## Your goal
Copy out the passage of the article on evals below, starting at "- Confidence: If" and ending at "less frequent changes.", word for word.

## Text
Evals, or evaluations, are a set of tests used to measure prediction models performance on a specific task.
Why?
Any product using LLMs (Large Language Models) in production environments should have evals. And not only that, evaluations should be built even before writing the code. For those coming from a software development background, it would be like TDD (Test-Driven Development), but with evaluations instead of tests guiding product development.
I understand that for a developer, starting by creating evaluations instead of coding directly might feel a bit discouraging, but the pros far outweigh the cons.
Once we have a set of evaluations that we can trust and run relatively quickly, development will be much more enjoyable and less stressful since every change can be compared to previous versions. This reduces uncertainty, a common characteristic in the world of AI, especially with LLMs, where one day we might be using one model and the next day switching to another.
Look at the data, a lot!
Creating evals should be our priority, especially when starting a project, but at the same time, we must closely monitor the data generated from real-world use in production. Only then can we iteratively improve the cases we evaluate to enhance the system. Evaluations are not static—user behavior changes, and often the models we use do too. Sticking with the same set of test cases defined early in the application and using them at a much later stage can become problematic.
What should we aim for when creating evals?
- Coverage: Cover a large percentage of possible cases.
- Confidence: If the evals score above a predefined threshold (that we’ve defined as “good enough”), we should feel confident releasing the solution into production.
- Speed: We need to run the evaluations quickly. Slow evaluations can hinder development and lead to more predictable, less frequent changes.
- Ease of expansion: Anyone wanting to add cases shouldn’t face too many obstacles.
- Ease of interpretation: A user interface that allows for easy interpretation of evaluation results and comparison with previous runs.
- Ease of execution: Run tests ad-hoc.
Types of Evals by Task
End-to-End
The evaluations we create depend heavily on the type of task the LLM will perform.
For classification tasks, where the LLM must predict which category (from a group) a message belongs to, we can use classic metrics: precision, recall, F1-score.
On the other hand, if what we want is to generate responses to user questions based on documents, the evaluations will be related to identifying how similar the LLM-generated answers are to the “canonical” answer.
The evaluations I described above are more “end-to-end,” where we run the entire pipeline and evaluate the final output against the correct output we define.
Somewhere in the Pipeline
It’s also advisable to evaluate components that are part of the pipeline. In the case of LLMs, it’s very likely that we’ll use vector search to retrieve elements with the highest semantic similarity to the input.
For classification, if there are, for example, 50 possible categories, we could use vector search to narrow it down to the 10 categories that are most semantically similar to the input. The LLM would then make its decision based on these 10 categories. How can we know if these 10 categories are the most relevant? The answer won’t surprise you—with evaluations, of course!

## Given data
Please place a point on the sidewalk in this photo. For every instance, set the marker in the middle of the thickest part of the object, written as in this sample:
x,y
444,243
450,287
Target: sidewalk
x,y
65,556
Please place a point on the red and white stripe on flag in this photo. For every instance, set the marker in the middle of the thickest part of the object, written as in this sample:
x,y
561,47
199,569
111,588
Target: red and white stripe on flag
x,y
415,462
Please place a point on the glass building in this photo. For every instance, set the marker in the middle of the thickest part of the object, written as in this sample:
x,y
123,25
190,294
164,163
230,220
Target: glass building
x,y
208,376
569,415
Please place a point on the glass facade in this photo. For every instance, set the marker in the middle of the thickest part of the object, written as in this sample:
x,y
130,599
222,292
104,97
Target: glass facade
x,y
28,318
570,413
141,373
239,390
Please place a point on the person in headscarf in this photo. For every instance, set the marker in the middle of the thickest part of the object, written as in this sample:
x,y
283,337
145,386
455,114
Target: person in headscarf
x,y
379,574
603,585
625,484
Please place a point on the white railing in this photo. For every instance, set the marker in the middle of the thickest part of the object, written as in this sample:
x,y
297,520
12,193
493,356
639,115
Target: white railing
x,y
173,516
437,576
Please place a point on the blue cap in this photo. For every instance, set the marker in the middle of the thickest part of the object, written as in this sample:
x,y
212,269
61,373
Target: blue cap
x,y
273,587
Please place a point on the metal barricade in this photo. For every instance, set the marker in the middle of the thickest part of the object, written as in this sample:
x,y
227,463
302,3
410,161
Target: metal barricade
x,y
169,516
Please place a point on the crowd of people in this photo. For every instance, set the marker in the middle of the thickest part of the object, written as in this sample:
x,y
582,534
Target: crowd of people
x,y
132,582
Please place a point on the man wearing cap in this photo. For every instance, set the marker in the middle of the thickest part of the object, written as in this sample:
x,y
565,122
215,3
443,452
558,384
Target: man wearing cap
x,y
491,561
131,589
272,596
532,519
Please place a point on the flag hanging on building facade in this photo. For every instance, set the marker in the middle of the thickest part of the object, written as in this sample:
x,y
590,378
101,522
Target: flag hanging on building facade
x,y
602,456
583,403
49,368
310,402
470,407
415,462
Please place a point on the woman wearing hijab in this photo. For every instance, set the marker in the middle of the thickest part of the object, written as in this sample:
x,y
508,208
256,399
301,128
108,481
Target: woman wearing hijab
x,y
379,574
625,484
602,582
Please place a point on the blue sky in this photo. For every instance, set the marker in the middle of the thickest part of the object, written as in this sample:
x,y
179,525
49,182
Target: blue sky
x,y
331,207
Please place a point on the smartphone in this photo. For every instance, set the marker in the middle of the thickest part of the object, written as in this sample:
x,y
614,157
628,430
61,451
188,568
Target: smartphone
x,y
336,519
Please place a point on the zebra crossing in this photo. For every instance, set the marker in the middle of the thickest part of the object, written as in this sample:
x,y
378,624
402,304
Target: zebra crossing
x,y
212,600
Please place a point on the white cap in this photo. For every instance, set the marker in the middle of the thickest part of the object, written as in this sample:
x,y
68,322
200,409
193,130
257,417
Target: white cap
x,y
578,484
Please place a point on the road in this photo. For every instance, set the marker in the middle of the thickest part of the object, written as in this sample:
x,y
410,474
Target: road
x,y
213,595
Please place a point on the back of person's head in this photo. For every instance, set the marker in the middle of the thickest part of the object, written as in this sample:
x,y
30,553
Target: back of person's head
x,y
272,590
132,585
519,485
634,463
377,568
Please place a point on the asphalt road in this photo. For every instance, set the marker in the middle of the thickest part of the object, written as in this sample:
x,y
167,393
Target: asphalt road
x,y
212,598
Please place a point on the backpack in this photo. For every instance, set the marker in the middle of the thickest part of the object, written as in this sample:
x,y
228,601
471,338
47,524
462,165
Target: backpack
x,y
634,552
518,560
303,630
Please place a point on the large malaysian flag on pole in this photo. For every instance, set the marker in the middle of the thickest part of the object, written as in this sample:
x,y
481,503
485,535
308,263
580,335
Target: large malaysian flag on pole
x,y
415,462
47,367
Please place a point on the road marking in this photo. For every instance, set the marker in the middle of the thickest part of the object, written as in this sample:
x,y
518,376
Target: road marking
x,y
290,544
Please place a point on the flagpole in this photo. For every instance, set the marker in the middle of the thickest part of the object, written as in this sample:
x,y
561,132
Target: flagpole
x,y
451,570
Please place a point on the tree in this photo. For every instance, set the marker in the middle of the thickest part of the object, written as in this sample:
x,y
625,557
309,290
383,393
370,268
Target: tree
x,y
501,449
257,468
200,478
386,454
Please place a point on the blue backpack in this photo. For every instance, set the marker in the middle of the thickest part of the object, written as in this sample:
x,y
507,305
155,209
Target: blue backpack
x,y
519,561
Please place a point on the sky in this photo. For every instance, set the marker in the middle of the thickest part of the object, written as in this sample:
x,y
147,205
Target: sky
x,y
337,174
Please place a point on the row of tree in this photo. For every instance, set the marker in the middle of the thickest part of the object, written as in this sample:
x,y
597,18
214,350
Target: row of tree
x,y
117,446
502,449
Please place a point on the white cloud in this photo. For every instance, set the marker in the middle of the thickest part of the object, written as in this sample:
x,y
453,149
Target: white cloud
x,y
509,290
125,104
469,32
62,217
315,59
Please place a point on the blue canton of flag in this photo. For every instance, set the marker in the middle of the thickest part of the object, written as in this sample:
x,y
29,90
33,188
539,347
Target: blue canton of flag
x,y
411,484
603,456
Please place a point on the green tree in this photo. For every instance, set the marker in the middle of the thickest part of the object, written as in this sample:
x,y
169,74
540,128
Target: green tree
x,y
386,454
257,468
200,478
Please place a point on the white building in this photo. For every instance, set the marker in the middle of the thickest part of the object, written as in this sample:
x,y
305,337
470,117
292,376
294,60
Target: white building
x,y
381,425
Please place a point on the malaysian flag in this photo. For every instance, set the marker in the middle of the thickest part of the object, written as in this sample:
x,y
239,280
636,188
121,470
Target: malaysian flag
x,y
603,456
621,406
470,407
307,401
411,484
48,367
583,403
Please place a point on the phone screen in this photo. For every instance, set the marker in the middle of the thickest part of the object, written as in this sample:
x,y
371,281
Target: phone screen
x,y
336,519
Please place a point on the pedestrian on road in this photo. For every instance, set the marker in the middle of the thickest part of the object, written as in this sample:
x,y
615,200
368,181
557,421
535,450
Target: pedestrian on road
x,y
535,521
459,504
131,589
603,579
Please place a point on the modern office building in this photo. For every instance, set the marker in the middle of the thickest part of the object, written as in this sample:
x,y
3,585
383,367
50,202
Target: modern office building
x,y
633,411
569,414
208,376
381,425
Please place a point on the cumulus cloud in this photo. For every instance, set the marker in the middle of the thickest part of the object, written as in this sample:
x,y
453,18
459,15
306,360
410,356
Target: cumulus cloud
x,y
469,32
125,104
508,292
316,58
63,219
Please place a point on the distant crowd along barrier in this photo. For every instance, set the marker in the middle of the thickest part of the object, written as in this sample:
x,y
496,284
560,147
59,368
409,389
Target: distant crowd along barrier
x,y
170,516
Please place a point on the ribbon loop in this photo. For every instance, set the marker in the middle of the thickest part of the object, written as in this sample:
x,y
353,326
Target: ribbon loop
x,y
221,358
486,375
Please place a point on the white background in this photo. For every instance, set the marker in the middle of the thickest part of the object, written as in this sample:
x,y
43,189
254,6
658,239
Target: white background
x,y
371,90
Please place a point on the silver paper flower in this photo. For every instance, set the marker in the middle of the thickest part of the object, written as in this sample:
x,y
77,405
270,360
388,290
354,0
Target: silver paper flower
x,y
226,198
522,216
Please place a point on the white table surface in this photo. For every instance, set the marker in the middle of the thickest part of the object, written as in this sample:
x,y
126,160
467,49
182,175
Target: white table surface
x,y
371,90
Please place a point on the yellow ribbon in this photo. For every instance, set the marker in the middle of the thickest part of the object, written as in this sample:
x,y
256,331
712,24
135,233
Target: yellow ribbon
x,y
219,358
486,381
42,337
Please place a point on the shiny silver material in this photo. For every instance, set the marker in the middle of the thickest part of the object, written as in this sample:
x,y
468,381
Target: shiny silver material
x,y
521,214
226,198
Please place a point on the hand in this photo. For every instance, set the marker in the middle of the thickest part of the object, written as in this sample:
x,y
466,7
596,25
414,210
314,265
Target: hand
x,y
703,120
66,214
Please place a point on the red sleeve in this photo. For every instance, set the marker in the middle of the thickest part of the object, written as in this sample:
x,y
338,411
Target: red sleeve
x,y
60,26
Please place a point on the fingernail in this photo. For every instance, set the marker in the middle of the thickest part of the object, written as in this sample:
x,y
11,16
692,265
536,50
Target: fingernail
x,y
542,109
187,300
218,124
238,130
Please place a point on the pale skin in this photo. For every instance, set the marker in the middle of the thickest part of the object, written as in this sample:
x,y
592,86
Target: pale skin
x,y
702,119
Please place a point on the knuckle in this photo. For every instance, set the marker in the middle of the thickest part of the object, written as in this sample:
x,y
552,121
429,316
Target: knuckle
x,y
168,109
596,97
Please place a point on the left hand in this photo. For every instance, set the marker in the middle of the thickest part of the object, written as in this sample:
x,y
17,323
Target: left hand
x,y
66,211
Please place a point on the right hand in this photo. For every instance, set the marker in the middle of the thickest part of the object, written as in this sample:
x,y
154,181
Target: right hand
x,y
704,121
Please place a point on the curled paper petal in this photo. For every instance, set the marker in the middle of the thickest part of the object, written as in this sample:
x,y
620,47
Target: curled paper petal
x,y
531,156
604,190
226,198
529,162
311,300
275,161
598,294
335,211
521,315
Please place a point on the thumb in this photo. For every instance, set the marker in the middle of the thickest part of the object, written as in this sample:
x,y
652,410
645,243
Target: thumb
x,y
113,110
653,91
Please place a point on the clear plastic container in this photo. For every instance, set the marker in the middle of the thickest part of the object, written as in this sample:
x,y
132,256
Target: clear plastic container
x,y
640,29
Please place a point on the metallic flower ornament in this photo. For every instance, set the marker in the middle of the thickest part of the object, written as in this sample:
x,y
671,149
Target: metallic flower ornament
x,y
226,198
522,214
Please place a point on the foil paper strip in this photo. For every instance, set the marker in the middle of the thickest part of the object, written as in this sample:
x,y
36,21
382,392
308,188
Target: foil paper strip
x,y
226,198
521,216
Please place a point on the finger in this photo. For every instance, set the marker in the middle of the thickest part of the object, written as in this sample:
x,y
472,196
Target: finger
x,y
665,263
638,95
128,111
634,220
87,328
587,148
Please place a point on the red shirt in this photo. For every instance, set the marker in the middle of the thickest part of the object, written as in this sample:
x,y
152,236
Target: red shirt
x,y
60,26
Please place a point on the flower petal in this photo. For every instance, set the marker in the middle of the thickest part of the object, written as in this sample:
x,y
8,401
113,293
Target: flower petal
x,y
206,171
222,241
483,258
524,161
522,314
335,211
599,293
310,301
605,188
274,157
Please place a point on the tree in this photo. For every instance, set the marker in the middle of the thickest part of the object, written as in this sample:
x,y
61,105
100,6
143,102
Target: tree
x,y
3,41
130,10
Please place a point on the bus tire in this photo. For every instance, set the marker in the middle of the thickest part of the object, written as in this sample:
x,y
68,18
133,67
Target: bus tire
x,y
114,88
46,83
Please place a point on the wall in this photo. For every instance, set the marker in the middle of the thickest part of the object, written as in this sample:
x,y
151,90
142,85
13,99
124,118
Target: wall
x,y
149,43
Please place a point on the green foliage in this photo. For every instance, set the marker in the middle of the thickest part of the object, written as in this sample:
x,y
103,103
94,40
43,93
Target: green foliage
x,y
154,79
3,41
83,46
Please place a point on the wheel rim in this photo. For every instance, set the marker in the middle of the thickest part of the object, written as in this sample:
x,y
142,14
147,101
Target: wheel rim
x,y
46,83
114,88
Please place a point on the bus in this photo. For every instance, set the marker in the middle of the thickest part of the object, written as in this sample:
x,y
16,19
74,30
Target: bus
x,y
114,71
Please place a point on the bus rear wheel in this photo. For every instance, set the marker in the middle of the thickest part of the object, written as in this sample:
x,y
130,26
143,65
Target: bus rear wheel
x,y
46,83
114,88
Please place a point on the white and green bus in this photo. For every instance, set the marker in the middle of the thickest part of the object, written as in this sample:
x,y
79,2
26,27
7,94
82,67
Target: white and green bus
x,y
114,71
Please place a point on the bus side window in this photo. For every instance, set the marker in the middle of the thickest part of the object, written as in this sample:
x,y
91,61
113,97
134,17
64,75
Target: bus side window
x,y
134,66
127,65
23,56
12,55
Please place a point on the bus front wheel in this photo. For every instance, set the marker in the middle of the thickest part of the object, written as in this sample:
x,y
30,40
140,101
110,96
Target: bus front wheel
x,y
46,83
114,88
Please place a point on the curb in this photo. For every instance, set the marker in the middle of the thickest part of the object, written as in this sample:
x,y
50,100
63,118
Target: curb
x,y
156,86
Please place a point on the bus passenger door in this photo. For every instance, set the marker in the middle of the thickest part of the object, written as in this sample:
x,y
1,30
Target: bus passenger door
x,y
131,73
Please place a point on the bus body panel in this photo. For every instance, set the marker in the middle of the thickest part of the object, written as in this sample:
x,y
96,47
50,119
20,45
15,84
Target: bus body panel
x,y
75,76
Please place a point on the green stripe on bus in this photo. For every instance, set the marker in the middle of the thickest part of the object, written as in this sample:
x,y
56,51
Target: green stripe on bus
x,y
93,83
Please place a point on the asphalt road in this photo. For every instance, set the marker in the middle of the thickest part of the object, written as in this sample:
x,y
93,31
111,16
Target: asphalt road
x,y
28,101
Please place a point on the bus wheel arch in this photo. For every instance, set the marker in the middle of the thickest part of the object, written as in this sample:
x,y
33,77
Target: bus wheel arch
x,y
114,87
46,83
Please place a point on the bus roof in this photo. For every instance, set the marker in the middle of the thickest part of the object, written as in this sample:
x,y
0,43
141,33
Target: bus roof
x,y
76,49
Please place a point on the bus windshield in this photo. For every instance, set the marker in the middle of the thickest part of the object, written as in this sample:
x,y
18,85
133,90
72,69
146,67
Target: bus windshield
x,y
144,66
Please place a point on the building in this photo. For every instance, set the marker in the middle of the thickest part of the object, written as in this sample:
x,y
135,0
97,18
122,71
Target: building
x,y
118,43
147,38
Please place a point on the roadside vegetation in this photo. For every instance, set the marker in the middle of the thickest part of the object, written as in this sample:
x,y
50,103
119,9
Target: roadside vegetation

## Exercise result
- Confidence: If the evals score above a predefined threshold (that we’ve defined as “good enough”), we should feel confident releasing the solution into production.
- Speed: We need to run the evaluations quickly. Slow evaluations can hinder development and lead to more predictable, less frequent changes.